THE TASK - Copy the entries below word for word, from their start through the line holding "box: [382, 682, 417, 716]", inclusive. Leave out the pictures.

DATA FOR REVIEW -
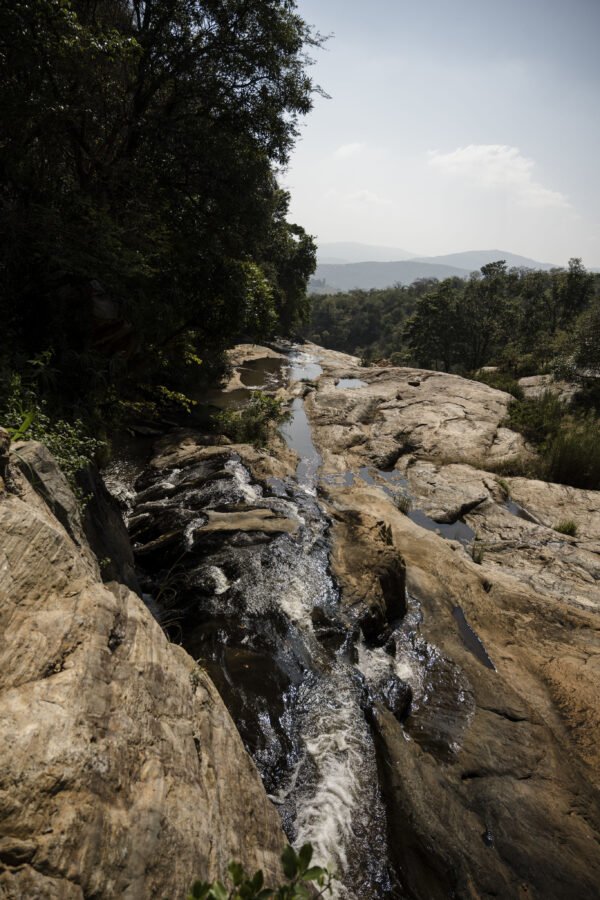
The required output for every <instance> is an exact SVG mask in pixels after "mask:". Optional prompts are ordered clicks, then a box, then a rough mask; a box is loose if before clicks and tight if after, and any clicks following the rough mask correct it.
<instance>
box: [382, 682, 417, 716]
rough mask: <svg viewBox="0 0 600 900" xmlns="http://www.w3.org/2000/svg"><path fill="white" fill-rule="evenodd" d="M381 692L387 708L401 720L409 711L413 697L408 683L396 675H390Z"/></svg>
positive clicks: (406, 715)
mask: <svg viewBox="0 0 600 900" xmlns="http://www.w3.org/2000/svg"><path fill="white" fill-rule="evenodd" d="M382 694H383V698H384V700H385V704H386V706H387V708H388V709H389V710H390V712H392V713H393V714H394V715H395V716H396V718H397V719H398V720H399V721H400V722H403V721H404V719H406V717H407V716H408V715H409V713H410V706H411V703H412V698H413V691H412V688H411V686H410V684H407V682H406V681H401V680H400V678H398V677H397V676H392V678H390V679H389V680H388V681H387V682H386V684H385V685H384V686H383V689H382Z"/></svg>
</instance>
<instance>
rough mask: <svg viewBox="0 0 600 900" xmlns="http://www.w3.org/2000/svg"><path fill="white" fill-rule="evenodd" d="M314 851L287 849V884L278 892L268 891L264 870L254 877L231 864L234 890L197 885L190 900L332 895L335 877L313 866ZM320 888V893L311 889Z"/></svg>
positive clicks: (250, 898) (289, 899) (218, 881)
mask: <svg viewBox="0 0 600 900" xmlns="http://www.w3.org/2000/svg"><path fill="white" fill-rule="evenodd" d="M312 852H313V851H312V847H311V845H310V844H304V846H303V847H302V848H301V849H300V850H299V852H298V853H296V851H295V850H294V849H293V847H290V846H288V847H286V848H285V850H284V851H283V853H282V854H281V863H282V866H283V873H284V875H285V877H286V879H287V882H286V883H285V884H282V885H280V886H279V887H277V888H268V887H264V877H263V873H262V871H261V870H259V871H258V872H256V873H255V874H254V875H253V876H252V877H250V876H248V875H247V874H246V872H245V871H244V869H243V867H242V866H241V865H240V864H239V863H236V862H232V863H230V864H229V868H228V873H229V880H230V881H231V886H230V887H226V886H225V885H224V884H223V883H222V882H220V881H215V882H213V883H212V884H209V883H208V882H205V881H196V882H195V884H194V885H193V886H192V890H191V892H190V894H189V895H188V900H263V898H267V897H274V898H276V900H310V898H311V897H321V896H323V895H324V894H326V893H331V883H332V880H333V876H332V875H331V874H330V873H329V872H328V871H327V870H326V869H322V868H321V867H320V866H311V865H310V862H311V859H312ZM311 882H312V885H318V887H320V888H321V890H320V891H319V892H317V891H316V890H315V888H314V887H313V886H312V885H311Z"/></svg>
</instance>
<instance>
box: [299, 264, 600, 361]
mask: <svg viewBox="0 0 600 900" xmlns="http://www.w3.org/2000/svg"><path fill="white" fill-rule="evenodd" d="M312 303H313V305H312V314H311V320H310V324H309V326H308V328H307V330H306V335H307V336H308V337H309V338H310V339H311V340H313V341H315V342H316V343H322V344H324V345H325V346H327V347H331V348H333V349H336V350H342V351H345V352H348V353H355V354H357V355H360V356H362V357H363V358H364V359H365V361H367V362H369V361H374V360H377V359H381V358H383V359H387V360H389V361H390V362H392V363H393V364H395V365H416V366H420V367H423V368H429V369H439V370H444V371H448V372H456V373H460V374H467V373H472V372H475V371H477V370H478V369H480V368H481V367H482V366H499V367H500V368H501V369H504V370H506V371H507V372H510V373H511V374H512V375H514V376H516V377H520V376H523V375H532V374H539V373H543V372H548V371H551V370H552V369H553V368H556V367H560V366H561V365H562V366H565V365H566V366H569V365H571V366H572V367H573V366H574V367H579V368H593V367H600V308H599V304H600V275H595V274H593V273H590V272H588V271H586V269H585V268H584V266H583V265H582V263H581V260H578V259H572V260H570V262H569V265H568V268H567V269H553V270H551V271H534V270H529V269H507V267H506V264H505V263H504V262H502V261H498V262H495V263H490V264H489V265H486V266H483V268H482V269H481V271H480V272H476V273H473V274H472V275H471V277H470V278H469V279H468V280H466V281H465V280H462V279H460V278H447V279H445V280H443V281H439V282H438V281H434V280H421V281H417V282H415V283H414V284H412V285H410V286H408V287H403V286H397V287H393V288H388V289H386V290H372V291H360V290H354V291H350V292H349V293H346V294H329V295H324V296H317V295H315V296H313V298H312Z"/></svg>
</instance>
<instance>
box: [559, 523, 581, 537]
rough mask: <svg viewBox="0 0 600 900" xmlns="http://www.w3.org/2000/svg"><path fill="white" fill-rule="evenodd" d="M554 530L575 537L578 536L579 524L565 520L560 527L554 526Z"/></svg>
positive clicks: (569, 535)
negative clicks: (577, 532) (577, 525)
mask: <svg viewBox="0 0 600 900" xmlns="http://www.w3.org/2000/svg"><path fill="white" fill-rule="evenodd" d="M554 530H555V531H558V533H559V534H567V535H569V537H575V535H576V534H577V523H576V522H574V521H573V519H563V521H562V522H559V523H558V525H555V526H554Z"/></svg>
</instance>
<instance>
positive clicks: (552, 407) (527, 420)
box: [505, 391, 568, 446]
mask: <svg viewBox="0 0 600 900" xmlns="http://www.w3.org/2000/svg"><path fill="white" fill-rule="evenodd" d="M567 413H568V408H567V407H566V406H565V404H564V403H563V402H562V401H561V400H559V398H558V397H557V396H556V394H553V393H552V392H551V391H544V393H543V394H541V395H540V396H539V397H528V398H527V399H522V400H513V401H511V403H510V404H509V407H508V416H507V419H506V422H505V424H506V425H507V427H508V428H512V429H513V431H520V432H521V434H522V435H523V436H524V437H525V438H526V439H527V440H528V441H530V442H531V443H532V444H536V445H537V446H541V445H542V444H544V442H545V441H547V440H548V438H553V437H554V436H555V435H556V434H558V432H559V430H560V428H561V426H562V423H563V419H564V418H565V416H566V415H567Z"/></svg>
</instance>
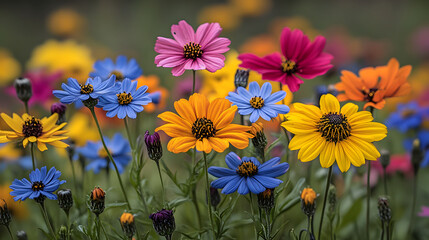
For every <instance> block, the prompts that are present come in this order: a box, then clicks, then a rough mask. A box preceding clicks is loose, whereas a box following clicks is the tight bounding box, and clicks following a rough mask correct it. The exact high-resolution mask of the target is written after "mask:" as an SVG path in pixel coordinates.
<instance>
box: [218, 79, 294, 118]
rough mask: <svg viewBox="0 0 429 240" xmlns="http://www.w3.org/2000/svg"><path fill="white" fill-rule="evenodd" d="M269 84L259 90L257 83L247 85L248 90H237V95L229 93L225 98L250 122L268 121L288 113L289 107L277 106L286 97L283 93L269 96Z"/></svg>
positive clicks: (282, 105) (270, 87) (236, 93)
mask: <svg viewBox="0 0 429 240" xmlns="http://www.w3.org/2000/svg"><path fill="white" fill-rule="evenodd" d="M271 91H272V86H271V83H268V82H267V83H264V85H262V87H261V88H259V84H258V83H257V82H251V83H250V84H249V90H246V89H245V88H243V87H239V88H237V93H235V92H230V93H229V95H228V96H227V97H226V99H228V100H229V101H230V102H232V104H233V105H236V106H237V107H238V113H239V114H240V115H250V122H252V123H254V122H256V121H258V119H259V117H261V118H263V119H265V120H267V121H269V120H271V119H272V118H275V117H277V115H279V114H286V113H288V112H289V107H288V106H286V105H284V104H277V103H278V102H280V101H281V100H283V99H284V98H285V97H286V92H285V91H278V92H275V93H273V94H271Z"/></svg>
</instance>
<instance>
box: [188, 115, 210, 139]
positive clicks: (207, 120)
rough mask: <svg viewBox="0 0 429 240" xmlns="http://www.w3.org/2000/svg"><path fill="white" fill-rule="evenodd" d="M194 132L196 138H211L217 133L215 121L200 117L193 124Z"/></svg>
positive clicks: (192, 125) (194, 134)
mask: <svg viewBox="0 0 429 240" xmlns="http://www.w3.org/2000/svg"><path fill="white" fill-rule="evenodd" d="M192 134H193V135H194V136H195V138H196V139H199V140H201V141H202V140H203V138H206V139H208V138H210V137H214V136H215V135H216V129H215V127H214V125H213V122H212V121H211V120H210V119H207V118H205V117H203V118H198V119H197V120H196V121H195V122H194V124H192Z"/></svg>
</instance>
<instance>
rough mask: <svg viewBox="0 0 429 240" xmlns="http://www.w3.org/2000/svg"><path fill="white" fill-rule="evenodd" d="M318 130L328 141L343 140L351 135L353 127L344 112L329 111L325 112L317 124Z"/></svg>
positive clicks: (336, 141) (347, 137)
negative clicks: (342, 113) (337, 112)
mask: <svg viewBox="0 0 429 240" xmlns="http://www.w3.org/2000/svg"><path fill="white" fill-rule="evenodd" d="M317 128H318V132H320V133H321V134H322V137H324V138H325V139H326V141H328V142H334V143H337V142H341V141H343V140H345V139H347V138H348V137H349V136H350V132H351V127H350V124H349V122H348V121H347V117H346V116H345V115H344V114H339V113H332V112H330V113H327V114H324V115H323V116H322V117H321V118H320V121H319V123H318V124H317Z"/></svg>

EXERCISE RESPONSE -
The required output for every <instance> is an exact SVG mask in pixels after "mask:". Optional prompts are ordered clicks, then a box, then a rough mask; a box is loose if before clicks and tight if after, and any clicks following the rough mask correct it.
<instance>
box: [382, 682, 417, 716]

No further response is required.